Exercise prompt: Review the listing and copy each line that holds the word "above".

Data excerpts:
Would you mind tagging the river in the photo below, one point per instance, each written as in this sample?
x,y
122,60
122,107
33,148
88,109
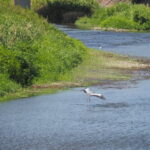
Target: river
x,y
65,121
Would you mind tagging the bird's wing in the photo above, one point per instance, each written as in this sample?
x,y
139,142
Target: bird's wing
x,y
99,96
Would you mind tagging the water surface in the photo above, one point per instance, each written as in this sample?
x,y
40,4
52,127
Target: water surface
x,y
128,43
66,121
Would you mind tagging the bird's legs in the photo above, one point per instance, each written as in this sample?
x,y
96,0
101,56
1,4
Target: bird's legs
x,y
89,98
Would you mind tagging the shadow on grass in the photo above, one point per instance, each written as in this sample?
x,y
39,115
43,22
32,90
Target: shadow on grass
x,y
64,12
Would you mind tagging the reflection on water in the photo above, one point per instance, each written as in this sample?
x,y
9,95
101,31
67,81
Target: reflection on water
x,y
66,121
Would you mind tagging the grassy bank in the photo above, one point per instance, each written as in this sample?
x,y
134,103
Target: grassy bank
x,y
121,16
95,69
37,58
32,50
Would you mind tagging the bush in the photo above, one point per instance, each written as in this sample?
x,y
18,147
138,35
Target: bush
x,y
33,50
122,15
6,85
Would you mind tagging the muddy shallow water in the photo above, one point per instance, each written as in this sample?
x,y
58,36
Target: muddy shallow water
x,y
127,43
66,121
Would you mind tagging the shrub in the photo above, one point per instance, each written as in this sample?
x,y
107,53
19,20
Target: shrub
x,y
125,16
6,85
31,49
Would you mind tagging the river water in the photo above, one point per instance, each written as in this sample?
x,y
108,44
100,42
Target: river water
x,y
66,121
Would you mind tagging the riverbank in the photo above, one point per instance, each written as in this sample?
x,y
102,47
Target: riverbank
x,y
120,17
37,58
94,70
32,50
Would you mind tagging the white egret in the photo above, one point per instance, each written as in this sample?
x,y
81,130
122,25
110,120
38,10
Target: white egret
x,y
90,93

Result of this exercise:
Would you mind tagging the bird's wing in the photo above, one point per instance, each written as in this sample?
Would you mind tagging the water surface in the photo above, one point per instance, each written as in this sample?
Would you mind tagging the bird's legs in the photo above, one point per instance, each written as in this sample?
Would you mind tagging the shadow on grass in the photo above, one point per instance, each written as in this sample?
Would you mind tagging the reflection on water in the photo above, one point per instance, each written as in this sample?
Would you mind tagging the grassy bank in the photo above, one point per instance, each written as in this sample?
Would you mind tagging the bush in the photo above, one point per instance, each written as in this sample?
Would you mind tagging the muddy shallow water in the photo above, one point per instance, each written as in this sample?
Would you mind tagging the shrub in the photo above, one point per instance, each written as in this sample?
Would you mind tagging the river water in the photo above, one point per instance, each written as in this sample?
Would you mind tagging the riverbank in the photo above, one point per instance, each written as in this sample?
Would you mind tagging the white egret in the photo above, one point per instance, each written as in this sample?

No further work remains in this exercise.